### PROBLEM TO SOLVE
Find the line that contains "the green field" in the entries below. Output it and each later line exactly, and nothing else.

DATA section start

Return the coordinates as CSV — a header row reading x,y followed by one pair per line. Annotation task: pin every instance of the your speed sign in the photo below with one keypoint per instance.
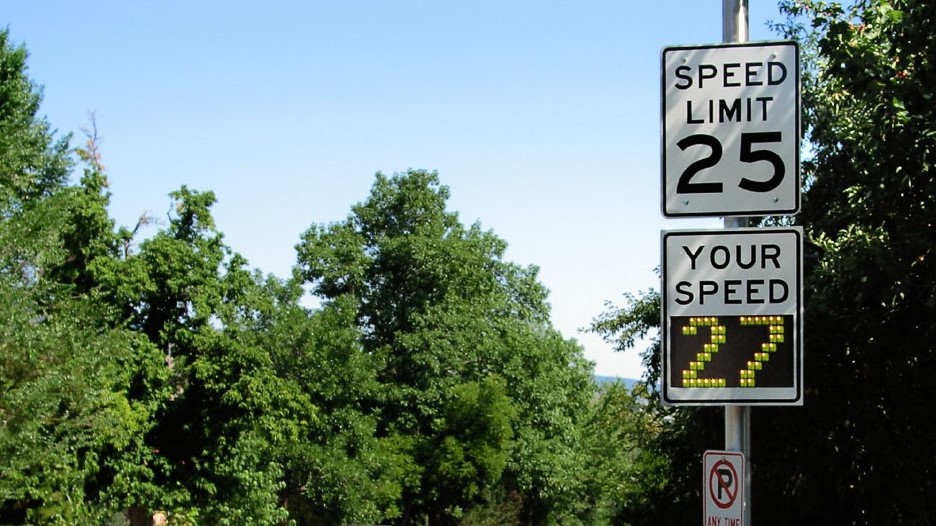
x,y
731,129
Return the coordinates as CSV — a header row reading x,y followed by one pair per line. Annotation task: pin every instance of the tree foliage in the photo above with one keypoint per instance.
x,y
857,452
160,374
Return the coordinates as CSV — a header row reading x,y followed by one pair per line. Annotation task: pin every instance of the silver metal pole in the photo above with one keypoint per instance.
x,y
738,418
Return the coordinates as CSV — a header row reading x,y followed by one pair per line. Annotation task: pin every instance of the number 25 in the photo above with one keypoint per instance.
x,y
748,155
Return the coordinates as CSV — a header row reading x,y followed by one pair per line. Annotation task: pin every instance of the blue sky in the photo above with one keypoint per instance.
x,y
543,118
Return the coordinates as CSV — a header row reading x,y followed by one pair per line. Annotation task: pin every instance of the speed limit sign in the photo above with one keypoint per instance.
x,y
731,131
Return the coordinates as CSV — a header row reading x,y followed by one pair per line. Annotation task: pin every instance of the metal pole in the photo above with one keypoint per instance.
x,y
738,418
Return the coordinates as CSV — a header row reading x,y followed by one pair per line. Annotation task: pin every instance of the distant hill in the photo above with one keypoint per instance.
x,y
628,382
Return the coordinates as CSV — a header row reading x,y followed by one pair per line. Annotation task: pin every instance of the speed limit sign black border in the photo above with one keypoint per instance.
x,y
730,129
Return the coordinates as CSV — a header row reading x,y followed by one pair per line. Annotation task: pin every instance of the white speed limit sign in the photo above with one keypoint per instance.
x,y
731,129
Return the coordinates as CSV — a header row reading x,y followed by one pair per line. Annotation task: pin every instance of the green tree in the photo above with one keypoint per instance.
x,y
66,402
858,452
441,314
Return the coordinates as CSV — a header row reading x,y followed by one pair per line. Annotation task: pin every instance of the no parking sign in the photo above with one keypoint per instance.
x,y
723,488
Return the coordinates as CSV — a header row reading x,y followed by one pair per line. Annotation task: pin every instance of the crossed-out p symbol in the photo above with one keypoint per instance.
x,y
723,484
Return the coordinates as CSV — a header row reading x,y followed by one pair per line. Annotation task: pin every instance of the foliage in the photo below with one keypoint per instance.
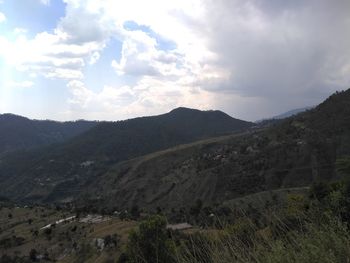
x,y
151,242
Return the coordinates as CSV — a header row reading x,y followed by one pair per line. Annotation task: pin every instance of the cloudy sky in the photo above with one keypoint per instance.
x,y
114,59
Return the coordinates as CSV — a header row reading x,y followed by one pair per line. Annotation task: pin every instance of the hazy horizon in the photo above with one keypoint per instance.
x,y
108,60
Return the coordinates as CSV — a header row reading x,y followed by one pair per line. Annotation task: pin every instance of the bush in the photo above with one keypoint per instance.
x,y
150,243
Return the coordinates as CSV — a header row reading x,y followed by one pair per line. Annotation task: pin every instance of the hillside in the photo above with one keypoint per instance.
x,y
293,153
20,133
63,170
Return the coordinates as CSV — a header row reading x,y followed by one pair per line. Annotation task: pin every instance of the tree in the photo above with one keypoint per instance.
x,y
150,243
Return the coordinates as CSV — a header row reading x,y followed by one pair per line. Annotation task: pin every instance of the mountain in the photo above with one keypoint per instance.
x,y
291,154
63,170
20,133
291,113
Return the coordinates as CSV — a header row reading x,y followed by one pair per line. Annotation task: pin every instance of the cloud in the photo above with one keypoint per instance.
x,y
45,2
276,50
230,55
20,84
2,18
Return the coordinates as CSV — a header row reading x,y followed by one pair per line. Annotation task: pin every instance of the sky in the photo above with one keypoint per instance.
x,y
114,59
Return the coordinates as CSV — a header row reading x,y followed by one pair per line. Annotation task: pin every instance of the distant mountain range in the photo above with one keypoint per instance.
x,y
59,170
171,160
20,133
292,153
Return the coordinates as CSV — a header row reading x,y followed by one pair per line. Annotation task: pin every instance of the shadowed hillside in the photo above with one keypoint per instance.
x,y
294,153
20,133
63,170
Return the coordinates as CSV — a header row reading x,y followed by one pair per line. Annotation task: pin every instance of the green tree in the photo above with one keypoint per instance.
x,y
150,243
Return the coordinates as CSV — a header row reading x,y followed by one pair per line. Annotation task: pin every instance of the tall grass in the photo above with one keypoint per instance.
x,y
328,241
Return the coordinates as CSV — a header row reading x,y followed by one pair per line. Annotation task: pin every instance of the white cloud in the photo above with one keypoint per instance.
x,y
2,17
45,2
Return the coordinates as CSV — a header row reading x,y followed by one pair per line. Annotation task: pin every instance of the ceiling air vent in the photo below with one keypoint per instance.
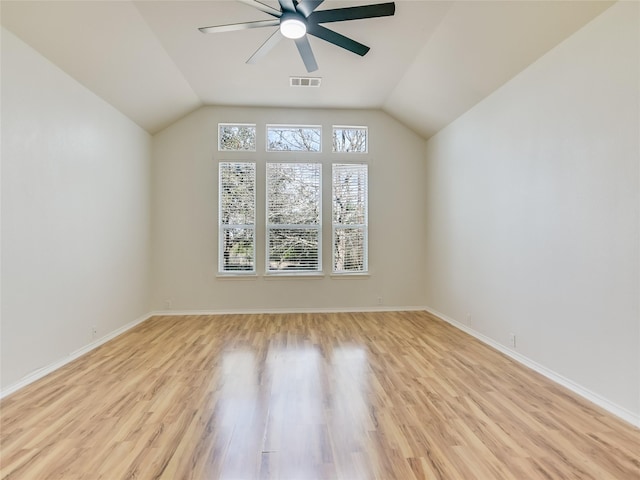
x,y
304,81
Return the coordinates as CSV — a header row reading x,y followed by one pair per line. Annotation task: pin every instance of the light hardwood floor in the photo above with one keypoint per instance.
x,y
398,395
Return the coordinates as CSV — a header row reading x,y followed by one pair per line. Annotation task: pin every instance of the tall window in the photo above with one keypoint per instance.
x,y
294,138
237,137
237,217
349,212
294,217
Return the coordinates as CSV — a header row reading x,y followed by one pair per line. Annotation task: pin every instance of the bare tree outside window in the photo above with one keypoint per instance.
x,y
293,216
350,139
293,138
237,137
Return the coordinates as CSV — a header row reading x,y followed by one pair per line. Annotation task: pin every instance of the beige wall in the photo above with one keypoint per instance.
x,y
75,215
533,212
185,236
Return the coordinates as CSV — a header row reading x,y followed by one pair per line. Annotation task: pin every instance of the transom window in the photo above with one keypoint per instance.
x,y
237,217
294,138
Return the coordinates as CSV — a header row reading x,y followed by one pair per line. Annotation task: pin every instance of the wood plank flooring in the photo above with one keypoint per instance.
x,y
396,395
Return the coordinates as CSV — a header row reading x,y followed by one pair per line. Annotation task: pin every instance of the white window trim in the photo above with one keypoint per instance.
x,y
290,125
221,227
364,226
227,124
360,127
290,273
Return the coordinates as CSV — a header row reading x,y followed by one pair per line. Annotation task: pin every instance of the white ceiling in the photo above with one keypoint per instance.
x,y
427,65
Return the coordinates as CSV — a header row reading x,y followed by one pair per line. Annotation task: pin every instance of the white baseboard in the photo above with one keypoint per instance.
x,y
617,410
286,310
46,370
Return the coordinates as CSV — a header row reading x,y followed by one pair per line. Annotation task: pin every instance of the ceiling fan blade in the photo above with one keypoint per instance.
x,y
266,47
239,26
306,7
337,39
263,7
353,13
287,5
304,47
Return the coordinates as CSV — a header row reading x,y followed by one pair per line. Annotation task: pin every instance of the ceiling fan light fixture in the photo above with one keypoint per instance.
x,y
293,28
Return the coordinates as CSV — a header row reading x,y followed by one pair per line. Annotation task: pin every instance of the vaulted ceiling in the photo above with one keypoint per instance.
x,y
427,65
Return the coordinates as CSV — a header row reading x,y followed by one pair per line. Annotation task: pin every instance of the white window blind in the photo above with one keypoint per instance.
x,y
237,217
349,212
294,217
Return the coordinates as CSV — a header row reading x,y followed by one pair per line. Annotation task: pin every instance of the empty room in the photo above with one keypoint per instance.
x,y
306,239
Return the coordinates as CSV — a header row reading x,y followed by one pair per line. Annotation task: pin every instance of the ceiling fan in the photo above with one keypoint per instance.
x,y
296,19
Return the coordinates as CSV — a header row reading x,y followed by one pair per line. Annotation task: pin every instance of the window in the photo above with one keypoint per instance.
x,y
350,139
237,217
294,217
237,136
294,138
349,212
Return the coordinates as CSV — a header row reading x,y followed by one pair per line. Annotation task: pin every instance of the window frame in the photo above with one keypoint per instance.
x,y
228,124
292,126
317,226
352,127
344,226
222,227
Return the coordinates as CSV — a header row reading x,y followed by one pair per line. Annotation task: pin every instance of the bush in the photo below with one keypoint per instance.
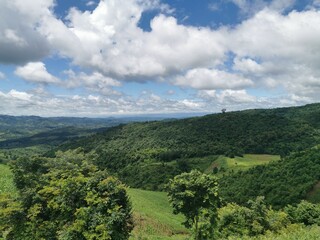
x,y
68,198
305,212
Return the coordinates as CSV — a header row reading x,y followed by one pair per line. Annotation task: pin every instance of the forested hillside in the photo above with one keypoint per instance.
x,y
286,181
148,154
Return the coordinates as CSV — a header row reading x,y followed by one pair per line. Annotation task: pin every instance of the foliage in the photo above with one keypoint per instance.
x,y
153,217
287,181
305,212
292,232
195,195
68,198
141,150
255,219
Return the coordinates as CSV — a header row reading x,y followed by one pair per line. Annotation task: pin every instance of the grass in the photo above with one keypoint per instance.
x,y
153,217
226,164
6,186
292,232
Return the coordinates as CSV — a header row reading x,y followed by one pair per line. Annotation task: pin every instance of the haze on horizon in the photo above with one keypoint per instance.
x,y
130,57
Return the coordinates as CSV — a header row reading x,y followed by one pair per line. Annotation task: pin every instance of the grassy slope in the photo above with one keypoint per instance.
x,y
6,183
241,163
153,216
154,219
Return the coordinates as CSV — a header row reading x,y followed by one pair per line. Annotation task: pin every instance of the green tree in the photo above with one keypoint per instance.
x,y
195,195
70,200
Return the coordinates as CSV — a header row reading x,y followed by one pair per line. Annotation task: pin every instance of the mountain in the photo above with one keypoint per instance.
x,y
146,155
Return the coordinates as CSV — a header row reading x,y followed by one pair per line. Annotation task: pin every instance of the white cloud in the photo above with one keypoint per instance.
x,y
251,7
91,3
271,49
36,72
202,78
94,82
2,75
20,40
109,40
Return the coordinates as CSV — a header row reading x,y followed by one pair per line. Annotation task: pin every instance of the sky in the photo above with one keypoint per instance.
x,y
126,57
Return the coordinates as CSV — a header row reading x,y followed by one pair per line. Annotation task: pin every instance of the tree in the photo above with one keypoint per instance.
x,y
195,195
69,200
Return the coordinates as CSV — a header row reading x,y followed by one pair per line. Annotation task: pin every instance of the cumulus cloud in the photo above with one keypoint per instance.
x,y
20,41
36,72
95,82
203,78
2,75
250,7
272,48
110,41
286,47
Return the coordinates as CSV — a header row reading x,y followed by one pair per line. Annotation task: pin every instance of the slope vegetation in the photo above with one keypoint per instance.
x,y
146,155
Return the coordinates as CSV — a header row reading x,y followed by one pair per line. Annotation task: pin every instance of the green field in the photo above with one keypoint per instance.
x,y
153,216
6,183
226,164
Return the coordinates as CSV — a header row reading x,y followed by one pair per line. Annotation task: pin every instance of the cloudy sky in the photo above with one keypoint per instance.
x,y
113,57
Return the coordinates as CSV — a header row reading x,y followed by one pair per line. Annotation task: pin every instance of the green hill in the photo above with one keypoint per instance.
x,y
153,216
146,155
282,182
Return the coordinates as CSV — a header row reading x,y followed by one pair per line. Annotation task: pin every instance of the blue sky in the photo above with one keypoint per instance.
x,y
115,57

DATA section end

### TASK SOLUTION
Return the coordinates as CSV — a header row reading x,y followed by one pair per line. Annotation task: pin every instance of the green field in the photo above with one keypoint per instance.
x,y
153,216
6,183
226,164
Return the coordinates as CSV — a header row reading x,y followed by one pair per line. Annotation task: pin every instance of the cloudy sky in the photo above with one keypoint per instance.
x,y
113,57
Return the coordinates as CSV — a header row reading x,y followed by one pair per line. Annotation task: pin every instance of the green hill in the photo above with one keypoint per instance.
x,y
153,216
146,155
282,182
Return the coordinates as CSV — a header row reading x,y followed by one pair per line. Annotation task: pin every instance of the blue sky in the photo above with one keypoint per instance.
x,y
115,57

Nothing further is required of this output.